(WHAT TO PRODUCE): All lines from the line containing "the red flag" up to and including the last line of the listing below should be echoed exactly; no other lines belong in the response.

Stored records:

■ ■ ■

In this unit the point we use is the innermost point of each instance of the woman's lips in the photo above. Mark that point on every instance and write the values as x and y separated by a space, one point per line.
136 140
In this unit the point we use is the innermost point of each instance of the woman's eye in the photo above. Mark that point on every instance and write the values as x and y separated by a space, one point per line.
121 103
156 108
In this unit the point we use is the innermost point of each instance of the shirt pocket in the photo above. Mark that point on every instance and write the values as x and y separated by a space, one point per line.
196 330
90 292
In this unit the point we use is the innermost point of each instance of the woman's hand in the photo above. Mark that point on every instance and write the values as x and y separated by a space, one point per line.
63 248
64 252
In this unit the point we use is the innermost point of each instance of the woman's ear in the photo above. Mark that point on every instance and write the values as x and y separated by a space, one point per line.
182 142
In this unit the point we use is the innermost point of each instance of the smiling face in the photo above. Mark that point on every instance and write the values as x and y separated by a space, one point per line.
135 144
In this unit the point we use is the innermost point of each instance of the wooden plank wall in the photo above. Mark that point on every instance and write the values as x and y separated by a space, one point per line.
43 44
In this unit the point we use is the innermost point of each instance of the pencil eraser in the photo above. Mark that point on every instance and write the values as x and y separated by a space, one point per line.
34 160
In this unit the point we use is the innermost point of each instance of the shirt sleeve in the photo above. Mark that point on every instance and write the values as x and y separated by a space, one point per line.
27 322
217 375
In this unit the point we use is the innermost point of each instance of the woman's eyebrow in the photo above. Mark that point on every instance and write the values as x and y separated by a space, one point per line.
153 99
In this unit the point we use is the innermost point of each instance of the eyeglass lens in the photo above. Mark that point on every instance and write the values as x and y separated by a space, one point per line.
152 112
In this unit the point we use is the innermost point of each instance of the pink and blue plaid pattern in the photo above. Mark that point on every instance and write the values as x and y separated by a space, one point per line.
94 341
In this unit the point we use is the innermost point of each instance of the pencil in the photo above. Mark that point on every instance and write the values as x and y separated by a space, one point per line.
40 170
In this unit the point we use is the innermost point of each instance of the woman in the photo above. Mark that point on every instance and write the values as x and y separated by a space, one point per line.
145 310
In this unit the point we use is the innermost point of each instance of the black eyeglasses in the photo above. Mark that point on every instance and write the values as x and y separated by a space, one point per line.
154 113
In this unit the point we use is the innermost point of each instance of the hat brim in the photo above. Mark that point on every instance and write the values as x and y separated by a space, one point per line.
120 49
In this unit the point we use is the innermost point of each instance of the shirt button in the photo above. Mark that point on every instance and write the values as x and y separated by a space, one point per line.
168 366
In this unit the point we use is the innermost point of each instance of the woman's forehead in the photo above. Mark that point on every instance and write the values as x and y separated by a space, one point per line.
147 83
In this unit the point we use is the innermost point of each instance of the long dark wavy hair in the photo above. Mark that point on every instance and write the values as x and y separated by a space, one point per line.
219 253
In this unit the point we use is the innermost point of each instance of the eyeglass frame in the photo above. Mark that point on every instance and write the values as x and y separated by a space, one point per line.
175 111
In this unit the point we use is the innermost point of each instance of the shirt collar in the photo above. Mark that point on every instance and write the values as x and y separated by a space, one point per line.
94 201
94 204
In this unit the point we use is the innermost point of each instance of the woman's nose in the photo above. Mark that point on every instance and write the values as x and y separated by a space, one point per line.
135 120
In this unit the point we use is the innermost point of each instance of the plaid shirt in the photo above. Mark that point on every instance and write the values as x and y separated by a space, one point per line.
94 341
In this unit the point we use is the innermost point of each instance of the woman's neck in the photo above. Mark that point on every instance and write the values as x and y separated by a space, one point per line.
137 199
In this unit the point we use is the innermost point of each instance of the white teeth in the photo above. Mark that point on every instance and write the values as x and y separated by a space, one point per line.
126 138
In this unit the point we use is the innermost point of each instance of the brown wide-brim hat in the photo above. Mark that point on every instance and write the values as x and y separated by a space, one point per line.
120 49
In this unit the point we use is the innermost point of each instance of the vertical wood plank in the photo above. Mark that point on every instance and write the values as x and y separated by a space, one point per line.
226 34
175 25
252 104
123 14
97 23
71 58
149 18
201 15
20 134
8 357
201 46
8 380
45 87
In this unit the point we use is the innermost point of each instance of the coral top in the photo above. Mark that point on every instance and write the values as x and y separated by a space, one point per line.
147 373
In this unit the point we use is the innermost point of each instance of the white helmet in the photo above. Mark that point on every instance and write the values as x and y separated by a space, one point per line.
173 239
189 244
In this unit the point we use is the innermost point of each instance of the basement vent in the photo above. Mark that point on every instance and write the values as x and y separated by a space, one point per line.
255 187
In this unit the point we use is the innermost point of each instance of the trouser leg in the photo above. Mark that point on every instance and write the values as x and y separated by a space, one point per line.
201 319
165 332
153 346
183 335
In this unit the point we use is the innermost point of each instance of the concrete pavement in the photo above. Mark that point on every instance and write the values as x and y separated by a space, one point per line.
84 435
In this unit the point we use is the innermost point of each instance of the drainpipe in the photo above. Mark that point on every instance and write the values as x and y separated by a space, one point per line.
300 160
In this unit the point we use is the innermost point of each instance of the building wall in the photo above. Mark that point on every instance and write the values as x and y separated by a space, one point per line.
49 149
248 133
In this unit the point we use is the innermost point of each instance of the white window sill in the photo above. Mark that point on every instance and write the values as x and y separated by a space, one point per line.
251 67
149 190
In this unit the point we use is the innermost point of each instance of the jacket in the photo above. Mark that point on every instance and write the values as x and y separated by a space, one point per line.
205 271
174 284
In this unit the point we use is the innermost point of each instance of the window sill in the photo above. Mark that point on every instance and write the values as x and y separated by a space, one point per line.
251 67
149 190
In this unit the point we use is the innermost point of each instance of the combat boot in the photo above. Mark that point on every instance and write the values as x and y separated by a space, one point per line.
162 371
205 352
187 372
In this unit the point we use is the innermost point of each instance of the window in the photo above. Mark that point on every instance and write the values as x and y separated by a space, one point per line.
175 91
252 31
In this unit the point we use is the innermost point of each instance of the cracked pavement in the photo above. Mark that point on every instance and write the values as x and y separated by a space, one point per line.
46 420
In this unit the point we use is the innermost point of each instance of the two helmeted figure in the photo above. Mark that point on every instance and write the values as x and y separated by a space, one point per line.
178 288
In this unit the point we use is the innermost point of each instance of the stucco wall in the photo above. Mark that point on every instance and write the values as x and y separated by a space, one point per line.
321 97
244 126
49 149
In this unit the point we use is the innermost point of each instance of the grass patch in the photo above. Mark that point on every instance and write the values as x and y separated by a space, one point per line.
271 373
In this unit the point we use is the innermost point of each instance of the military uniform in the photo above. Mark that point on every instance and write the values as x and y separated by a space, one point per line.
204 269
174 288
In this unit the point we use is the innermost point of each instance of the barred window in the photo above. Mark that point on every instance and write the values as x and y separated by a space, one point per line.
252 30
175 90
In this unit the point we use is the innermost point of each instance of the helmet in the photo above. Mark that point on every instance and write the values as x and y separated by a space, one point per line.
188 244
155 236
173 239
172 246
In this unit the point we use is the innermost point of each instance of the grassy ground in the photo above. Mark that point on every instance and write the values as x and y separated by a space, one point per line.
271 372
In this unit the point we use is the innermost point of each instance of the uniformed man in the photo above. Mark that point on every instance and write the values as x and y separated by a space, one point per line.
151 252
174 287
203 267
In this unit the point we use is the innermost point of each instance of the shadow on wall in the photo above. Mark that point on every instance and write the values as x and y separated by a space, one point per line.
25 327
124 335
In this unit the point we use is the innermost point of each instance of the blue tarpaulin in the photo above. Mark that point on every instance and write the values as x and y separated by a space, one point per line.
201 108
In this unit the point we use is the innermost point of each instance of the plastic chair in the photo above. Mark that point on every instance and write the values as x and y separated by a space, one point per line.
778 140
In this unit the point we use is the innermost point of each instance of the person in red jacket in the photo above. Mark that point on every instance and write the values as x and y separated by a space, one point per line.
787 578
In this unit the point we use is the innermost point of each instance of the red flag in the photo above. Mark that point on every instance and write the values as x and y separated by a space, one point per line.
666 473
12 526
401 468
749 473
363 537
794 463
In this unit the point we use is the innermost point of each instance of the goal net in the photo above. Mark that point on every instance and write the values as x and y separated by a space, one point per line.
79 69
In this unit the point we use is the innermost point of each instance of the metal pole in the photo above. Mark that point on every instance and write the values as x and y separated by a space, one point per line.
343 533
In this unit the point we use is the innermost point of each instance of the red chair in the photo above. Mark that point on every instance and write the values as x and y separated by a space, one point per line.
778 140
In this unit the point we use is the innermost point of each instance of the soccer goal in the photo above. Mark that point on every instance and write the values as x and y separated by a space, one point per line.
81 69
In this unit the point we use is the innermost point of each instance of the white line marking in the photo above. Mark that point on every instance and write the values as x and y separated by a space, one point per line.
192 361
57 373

■ ■ ■

(CORRECT RESPONSE):
In this unit the point we use is the innermost point of each instance of the red flag in the photo above. Mark that point on every instance and write the values as x and y separated by a space, one point per line.
666 473
12 526
401 468
749 473
363 537
794 463
In this unit the point we use is the innermost point of each instance of the goal net in the photo above. Mark that point on every instance and write the values as x and y separated by a space, one point per line.
79 69
In this unit the point we use is the innermost point of each instance of the metal pole in the photo above. Mark that point on every instance and write the values as x and y separated by a space, one point per line.
343 533
In this unit the point we use is the innermost point of each instance of the red chair in the photo above. Mark that point on every instance and write the values as x and y separated by a space, one point per line.
778 140
In this unit the point we use is the innermost point of each instance of the soccer goal in the photo above. Mark that point on every instance and write the values as x and y separated by a space, one point per line.
81 69
In this unit the point we use is the innermost point of each instance of the white line marking in the photo above. Mark that point on every instance and write the values as x and y separated by a space, one point per line.
192 361
57 373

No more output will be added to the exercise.